# Exercise:
Rescale the material from the line containing "wooden table top" through its last line, both ends included. Write out every one of those lines again, requests included, multiplying each point coordinate by 0.65 and rounding to the nearest whole number, with halves rounded up.

[Start of Data shown]

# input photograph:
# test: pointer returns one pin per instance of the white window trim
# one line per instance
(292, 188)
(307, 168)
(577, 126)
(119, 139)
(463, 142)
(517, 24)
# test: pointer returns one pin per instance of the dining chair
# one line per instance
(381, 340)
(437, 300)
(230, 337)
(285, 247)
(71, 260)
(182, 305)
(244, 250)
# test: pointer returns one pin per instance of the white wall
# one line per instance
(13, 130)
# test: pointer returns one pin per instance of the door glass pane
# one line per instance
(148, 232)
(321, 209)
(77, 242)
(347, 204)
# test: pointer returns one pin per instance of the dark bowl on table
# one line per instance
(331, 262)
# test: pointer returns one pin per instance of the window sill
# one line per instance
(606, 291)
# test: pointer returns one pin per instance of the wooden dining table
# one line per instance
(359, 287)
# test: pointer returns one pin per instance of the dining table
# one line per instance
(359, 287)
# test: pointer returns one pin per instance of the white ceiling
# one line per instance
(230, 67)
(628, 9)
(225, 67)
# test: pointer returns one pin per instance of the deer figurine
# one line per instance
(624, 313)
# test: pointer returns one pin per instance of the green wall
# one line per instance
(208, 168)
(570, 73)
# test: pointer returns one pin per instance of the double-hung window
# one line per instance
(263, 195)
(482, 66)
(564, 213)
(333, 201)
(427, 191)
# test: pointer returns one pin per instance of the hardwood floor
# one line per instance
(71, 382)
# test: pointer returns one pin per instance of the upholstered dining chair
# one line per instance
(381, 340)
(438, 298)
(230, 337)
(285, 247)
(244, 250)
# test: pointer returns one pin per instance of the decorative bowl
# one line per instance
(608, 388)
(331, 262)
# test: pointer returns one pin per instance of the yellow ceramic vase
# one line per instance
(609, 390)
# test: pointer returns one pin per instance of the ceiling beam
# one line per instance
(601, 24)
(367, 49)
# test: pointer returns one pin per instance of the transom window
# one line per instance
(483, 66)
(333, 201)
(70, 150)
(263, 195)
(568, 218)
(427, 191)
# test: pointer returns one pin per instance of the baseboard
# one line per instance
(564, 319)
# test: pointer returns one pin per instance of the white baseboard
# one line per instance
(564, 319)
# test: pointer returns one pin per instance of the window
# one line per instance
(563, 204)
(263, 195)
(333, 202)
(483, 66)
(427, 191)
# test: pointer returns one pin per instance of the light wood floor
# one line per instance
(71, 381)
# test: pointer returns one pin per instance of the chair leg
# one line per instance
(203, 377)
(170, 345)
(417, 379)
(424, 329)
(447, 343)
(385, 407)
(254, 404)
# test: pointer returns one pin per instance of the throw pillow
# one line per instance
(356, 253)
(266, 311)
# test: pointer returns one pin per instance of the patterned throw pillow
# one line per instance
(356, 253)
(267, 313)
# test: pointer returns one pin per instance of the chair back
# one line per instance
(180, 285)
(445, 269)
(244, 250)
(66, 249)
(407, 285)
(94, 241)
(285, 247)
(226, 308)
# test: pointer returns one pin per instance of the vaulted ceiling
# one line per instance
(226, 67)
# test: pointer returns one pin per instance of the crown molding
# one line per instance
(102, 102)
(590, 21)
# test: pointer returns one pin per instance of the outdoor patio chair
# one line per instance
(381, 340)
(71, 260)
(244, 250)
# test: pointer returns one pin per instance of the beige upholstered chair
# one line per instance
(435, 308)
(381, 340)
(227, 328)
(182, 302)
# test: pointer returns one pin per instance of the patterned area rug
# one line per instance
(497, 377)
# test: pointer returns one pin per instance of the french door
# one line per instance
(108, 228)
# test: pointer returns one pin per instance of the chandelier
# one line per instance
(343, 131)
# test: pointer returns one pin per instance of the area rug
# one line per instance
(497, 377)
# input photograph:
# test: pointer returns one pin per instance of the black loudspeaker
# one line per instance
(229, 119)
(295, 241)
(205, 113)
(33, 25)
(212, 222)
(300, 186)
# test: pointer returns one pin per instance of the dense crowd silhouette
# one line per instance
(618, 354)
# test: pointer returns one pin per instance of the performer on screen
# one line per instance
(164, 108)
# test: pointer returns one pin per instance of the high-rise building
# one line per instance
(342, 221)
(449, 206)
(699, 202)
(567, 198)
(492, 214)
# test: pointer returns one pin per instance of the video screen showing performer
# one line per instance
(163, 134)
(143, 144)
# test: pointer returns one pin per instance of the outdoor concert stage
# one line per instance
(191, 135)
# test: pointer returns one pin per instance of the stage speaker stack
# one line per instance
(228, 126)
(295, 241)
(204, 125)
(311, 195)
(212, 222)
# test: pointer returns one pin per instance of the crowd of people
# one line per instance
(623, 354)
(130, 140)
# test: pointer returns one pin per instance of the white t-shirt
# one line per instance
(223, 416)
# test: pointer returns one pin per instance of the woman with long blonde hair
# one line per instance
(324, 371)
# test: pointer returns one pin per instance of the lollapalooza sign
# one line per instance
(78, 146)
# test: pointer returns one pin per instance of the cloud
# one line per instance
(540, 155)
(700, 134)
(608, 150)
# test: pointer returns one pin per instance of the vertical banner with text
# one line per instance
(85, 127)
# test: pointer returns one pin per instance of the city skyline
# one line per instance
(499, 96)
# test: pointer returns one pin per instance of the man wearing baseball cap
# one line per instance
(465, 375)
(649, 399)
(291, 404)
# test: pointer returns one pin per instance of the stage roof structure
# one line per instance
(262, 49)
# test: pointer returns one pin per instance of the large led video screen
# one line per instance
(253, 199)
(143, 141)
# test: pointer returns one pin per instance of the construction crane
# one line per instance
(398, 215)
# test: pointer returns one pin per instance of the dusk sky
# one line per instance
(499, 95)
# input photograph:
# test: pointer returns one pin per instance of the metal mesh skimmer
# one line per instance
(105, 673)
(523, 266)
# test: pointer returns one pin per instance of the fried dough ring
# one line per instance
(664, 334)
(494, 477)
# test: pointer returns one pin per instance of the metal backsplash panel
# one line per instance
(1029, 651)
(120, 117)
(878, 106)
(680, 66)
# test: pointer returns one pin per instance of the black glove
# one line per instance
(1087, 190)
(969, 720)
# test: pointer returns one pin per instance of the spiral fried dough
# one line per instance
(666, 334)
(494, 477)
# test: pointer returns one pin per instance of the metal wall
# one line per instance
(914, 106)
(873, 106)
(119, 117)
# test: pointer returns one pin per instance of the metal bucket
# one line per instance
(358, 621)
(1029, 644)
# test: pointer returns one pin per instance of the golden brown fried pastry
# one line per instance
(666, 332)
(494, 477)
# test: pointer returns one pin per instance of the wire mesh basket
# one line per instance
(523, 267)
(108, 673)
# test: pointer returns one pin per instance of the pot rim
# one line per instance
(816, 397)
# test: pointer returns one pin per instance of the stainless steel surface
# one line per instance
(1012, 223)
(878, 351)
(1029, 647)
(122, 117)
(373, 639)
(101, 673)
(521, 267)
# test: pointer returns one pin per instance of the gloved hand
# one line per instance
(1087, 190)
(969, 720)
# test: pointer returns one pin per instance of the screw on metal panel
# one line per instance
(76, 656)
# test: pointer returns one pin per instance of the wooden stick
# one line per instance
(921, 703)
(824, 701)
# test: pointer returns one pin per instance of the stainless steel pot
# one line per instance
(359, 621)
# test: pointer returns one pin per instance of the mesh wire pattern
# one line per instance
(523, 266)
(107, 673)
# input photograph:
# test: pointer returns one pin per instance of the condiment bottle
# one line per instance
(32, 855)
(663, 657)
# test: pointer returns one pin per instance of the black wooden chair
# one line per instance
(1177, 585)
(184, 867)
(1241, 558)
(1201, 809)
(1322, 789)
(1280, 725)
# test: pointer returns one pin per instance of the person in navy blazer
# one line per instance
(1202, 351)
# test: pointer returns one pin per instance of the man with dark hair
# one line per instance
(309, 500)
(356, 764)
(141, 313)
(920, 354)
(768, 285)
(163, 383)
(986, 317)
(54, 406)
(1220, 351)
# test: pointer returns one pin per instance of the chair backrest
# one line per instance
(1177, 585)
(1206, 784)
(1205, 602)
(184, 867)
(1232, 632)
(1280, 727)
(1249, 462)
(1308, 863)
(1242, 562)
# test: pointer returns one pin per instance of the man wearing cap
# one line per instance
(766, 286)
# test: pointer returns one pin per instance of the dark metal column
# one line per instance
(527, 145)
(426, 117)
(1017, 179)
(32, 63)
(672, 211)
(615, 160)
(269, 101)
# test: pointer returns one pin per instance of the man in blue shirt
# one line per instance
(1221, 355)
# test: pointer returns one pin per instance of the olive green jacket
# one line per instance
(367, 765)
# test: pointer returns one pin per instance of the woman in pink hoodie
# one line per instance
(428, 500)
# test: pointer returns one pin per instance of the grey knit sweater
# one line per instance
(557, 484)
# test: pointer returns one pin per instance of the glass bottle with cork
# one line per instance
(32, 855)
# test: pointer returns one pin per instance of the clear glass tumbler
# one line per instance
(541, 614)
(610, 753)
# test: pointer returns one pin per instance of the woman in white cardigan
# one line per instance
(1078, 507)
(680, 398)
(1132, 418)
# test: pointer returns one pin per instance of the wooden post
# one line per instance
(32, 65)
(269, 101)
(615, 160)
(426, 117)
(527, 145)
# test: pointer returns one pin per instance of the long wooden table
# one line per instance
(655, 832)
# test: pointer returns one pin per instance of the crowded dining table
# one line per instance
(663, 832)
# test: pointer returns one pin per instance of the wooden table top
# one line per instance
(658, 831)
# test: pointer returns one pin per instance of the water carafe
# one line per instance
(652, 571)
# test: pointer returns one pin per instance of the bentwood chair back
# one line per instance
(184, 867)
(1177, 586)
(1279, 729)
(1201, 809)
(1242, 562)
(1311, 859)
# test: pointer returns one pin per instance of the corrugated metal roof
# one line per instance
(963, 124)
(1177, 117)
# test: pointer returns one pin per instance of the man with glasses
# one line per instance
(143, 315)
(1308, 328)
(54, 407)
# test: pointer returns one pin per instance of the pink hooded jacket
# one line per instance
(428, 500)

[End of Data shown]

# Complete answer:
# test: pointer returns one pin per instance of the wooden table top
# one line per instance
(428, 540)
# test: pointer returns one pin per instance of the water carafe
# one line per instance
(424, 371)
# test: pointer returns one pin per instance of the bentwood chair back
# one line per instance
(120, 564)
(765, 381)
(831, 474)
(781, 526)
(807, 365)
(852, 558)
# test: pointer returns one pin per instance of the corrugated metal roof
# one line per instance
(626, 81)
(765, 76)
# test: pointer returns one pin per instance of the man with glasses
# one line per instance
(93, 205)
(850, 213)
(35, 265)
# test: pointer returns one pin per instance of the pink hooded jacket
# one line per instance
(278, 325)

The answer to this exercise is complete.